* Source records *
* * * * * * * * *

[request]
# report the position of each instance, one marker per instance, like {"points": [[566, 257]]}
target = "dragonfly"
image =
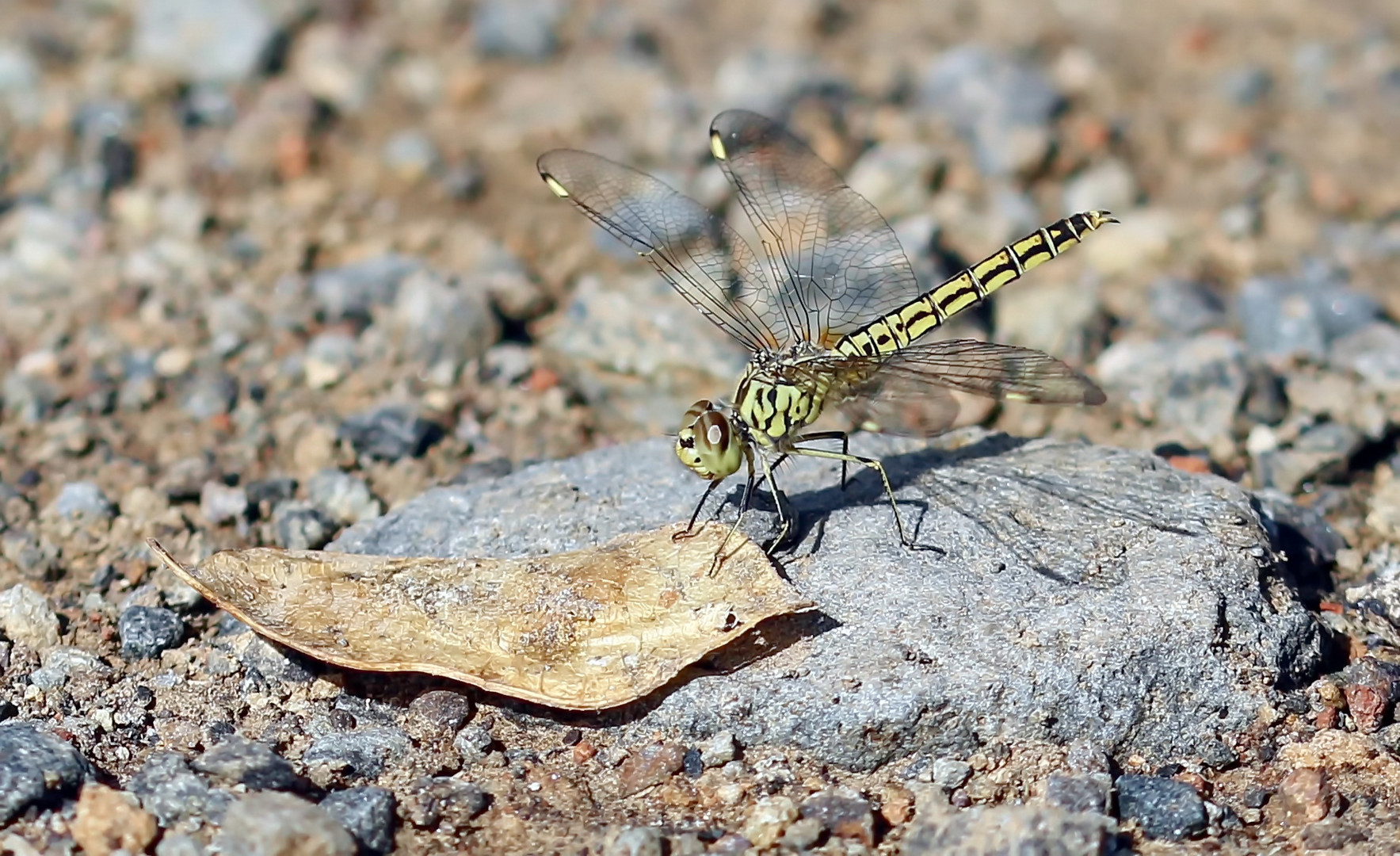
{"points": [[830, 311]]}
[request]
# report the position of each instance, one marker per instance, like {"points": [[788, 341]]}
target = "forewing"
{"points": [[704, 259], [889, 385], [834, 257]]}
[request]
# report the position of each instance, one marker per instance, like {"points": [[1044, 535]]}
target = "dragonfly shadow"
{"points": [[1043, 503]]}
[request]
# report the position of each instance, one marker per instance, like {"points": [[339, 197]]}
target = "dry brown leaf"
{"points": [[586, 629]]}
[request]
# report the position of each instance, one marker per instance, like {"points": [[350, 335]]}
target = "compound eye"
{"points": [[713, 430]]}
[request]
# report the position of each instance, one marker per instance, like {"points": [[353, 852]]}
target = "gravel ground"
{"points": [[282, 272]]}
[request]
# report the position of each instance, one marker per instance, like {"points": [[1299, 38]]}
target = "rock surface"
{"points": [[1064, 591]]}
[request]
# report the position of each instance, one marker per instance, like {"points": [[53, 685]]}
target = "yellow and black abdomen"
{"points": [[972, 286]]}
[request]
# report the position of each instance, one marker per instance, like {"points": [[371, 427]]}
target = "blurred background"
{"points": [[270, 266]]}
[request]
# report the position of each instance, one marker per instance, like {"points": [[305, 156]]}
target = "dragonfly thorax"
{"points": [[776, 397]]}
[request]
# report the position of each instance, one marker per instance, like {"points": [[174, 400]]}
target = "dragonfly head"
{"points": [[708, 443]]}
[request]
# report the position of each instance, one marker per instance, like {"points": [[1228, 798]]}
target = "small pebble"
{"points": [[147, 631], [390, 434], [650, 765], [1164, 808], [368, 813], [363, 753], [220, 503], [636, 841], [768, 820], [301, 525], [83, 500], [279, 824], [255, 765]]}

* * * * * * * * *

* Aim *
Pick out and copy every line in the rows above that contains the string "target".

* Result of the exercise *
target = "dragonfly"
target = "forewing"
target = "dragonfly shadow"
target = "dry brown leaf"
target = "compound eye"
target = "gravel ground"
target = "rock surface"
target = "yellow and black abdomen"
target = "blurred background"
target = "dragonfly thorax"
target = "dragonfly head"
target = "small pebble"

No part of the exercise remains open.